**Problem to solve**
Please print every record exactly as it stands, leaving out the pictures.

**Supplied material**
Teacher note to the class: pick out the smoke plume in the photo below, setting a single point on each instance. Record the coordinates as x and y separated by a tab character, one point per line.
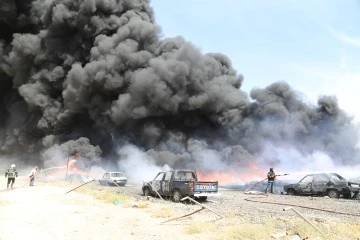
94	77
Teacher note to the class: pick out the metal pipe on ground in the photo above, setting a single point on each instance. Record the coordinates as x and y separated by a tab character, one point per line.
80	186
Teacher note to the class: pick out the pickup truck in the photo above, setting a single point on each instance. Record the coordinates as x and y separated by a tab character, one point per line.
113	179
178	184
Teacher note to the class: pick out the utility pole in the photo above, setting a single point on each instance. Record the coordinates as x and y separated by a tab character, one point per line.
67	164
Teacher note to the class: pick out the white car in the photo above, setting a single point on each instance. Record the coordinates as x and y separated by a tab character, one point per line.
113	179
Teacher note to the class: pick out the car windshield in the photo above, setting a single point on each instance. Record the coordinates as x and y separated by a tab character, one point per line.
117	175
335	176
184	175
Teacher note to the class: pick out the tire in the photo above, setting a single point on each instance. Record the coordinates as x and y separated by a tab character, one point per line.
291	192
347	195
203	198
146	192
333	193
176	196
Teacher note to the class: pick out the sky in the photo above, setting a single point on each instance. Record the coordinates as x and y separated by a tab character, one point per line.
312	45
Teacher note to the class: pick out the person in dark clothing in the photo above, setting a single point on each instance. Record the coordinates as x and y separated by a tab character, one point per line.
11	173
271	179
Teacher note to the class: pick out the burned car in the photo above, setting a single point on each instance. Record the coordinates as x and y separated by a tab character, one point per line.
330	184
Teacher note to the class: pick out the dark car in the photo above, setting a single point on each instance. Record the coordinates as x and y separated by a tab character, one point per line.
331	184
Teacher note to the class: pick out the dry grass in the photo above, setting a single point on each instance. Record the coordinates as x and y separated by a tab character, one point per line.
200	227
107	195
158	211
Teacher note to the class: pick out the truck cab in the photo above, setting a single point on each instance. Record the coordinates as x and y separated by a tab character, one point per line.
178	184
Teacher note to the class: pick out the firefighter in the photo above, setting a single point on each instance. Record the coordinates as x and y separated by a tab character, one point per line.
271	179
32	176
11	173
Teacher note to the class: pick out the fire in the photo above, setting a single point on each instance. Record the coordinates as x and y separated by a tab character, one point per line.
240	174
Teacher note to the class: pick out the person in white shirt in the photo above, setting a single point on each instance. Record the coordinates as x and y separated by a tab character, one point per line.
32	175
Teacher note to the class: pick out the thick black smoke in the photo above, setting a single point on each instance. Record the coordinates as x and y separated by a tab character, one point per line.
91	76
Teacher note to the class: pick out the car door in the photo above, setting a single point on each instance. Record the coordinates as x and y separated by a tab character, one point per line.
106	179
319	184
165	184
156	183
305	185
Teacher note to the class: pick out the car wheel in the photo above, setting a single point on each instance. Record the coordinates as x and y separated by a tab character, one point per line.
146	192
176	196
203	198
347	195
291	192
333	193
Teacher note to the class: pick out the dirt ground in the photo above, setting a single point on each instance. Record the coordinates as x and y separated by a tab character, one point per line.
44	211
47	211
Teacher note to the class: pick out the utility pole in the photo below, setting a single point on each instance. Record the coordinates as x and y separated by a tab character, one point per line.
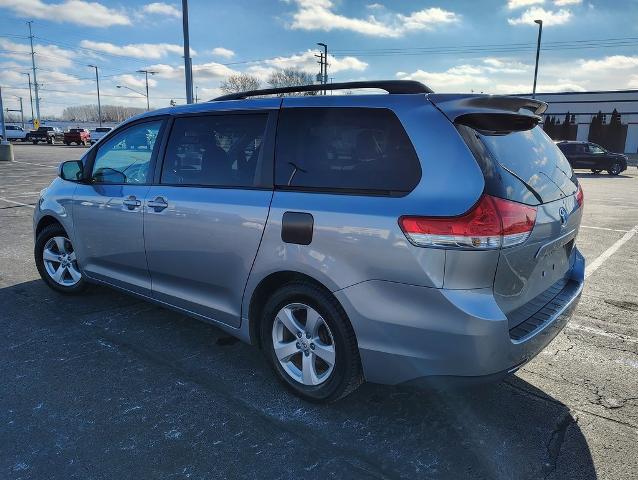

**Answer to this problem**
Teacher note to the class: pick out the smoke plume in the photo below, setting a single point on each instance. Record the coordinates as x and y separated by a tab character, one point per line.
94	77
Teacher note to the class: pick out the metal pipe on ground in the photo above, setting a single point on each instance. Record the coordinates as x and y separated by a tab character, one point per line.
80	186
Teacher note to the class: pick out the pickup truck in the photo above, setting a single point on each instance. Record the coordinates as x and y separated by a tab character, one point per line.
113	179
178	184
Teacher note to the class: pick out the utility pole in the photo above, setting a single point on each instance. Record the coordinates as x and y separated by a tab character, one point per line.
67	164
Teacher note to the class: pick out the white car in the photo above, setting a single point on each instance. Record the coordinates as x and y separated by a tab character, one point per line.
113	179
Teacher note to the class: pick out the car windshield in the photo above, setting a single point on each instance. Record the coordinates as x and y separated by a tab character, one point per line.
117	175
335	176
184	175
Teacher note to the class: pick out the tire in the photo above, setting a single point on each instance. Record the coordinates as x and y separated by a tab character, one point per line.
291	192
347	195
203	198
146	192
333	193
176	196
Teacher note to the class: pick out the sky in the photo above, setting a single point on each instance. Record the coordinates as x and y separated by a tab character, one point per line.
312	45
Teacher note to the class: pick out the person in dark clothing in the photo above, setting a single point on each instance. Record the coordinates as x and y separated by a tab character, one point per line.
11	173
271	179
Teacher note to the class: pick out the burned car in the photo above, setting a single point on each instance. Record the coordinates as x and y separated by a tab character, one point per line.
330	184
Teacher note to the class: pick out the dark car in the photo above, setting a single point on each instance. Record the coordinates as x and y separated by a tab character, one point per line.
331	184
Teacher note to the class: pick out the dry grass in the photo above, setting a single point on each instance. Record the coordinates as x and y separated by a tab character, one point per line.
200	227
107	195
158	211
Teacher note to the class: pick out the truck cab in the photo above, setting a single point on each instance. Record the coordinates as x and y separated by a tab character, one point per line.
178	184
Teacher note to the class: pick out the firefighter in the photo above, setting a single point on each instance. Record the coordinates as x and y separated by a tab character, one point per line.
271	179
32	176
11	173
Teacher note to the class: pick out the fire in the photo above, setting a single point on each instance. Record the coordinates as x and y separated by a tab character, one point per line.
240	174
Teacher note to the class: pick out the person in white shirt in the photo above, setting a single point on each instance. Record the coordinates as x and y separated by a tab character, one point per line.
32	175
Teacher note to the class: pick out the thick black smoke in the photo above, setting a single point on each instance. Record the coordinates as x and y separated by a tab character, one point per line.
91	76
Teacher note to the class: pick out the car door in the photo above, setting a single point on each instance. Record the coordinates as x and y separated by a tab character, one point per line.
106	179
319	184
165	184
156	183
305	185
Teacher note to the class: pick out the car wheel in the photo above, setting a single point on each instance. Record the coordinates as x and y separated by a tab character, one point per line.
146	192
176	196
203	198
347	195
291	192
333	193
Teacher note to the class: pick out the dirt ground in the photo above, setting a single point on each instance. Record the coordinates as x and y separated by a tab character, one point per line.
44	211
47	211
Teacher note to the class: pick out the utility pole in the photo below, setting a single point on each instance. Record the coordinates as x and y separated by a tab character, one point per line.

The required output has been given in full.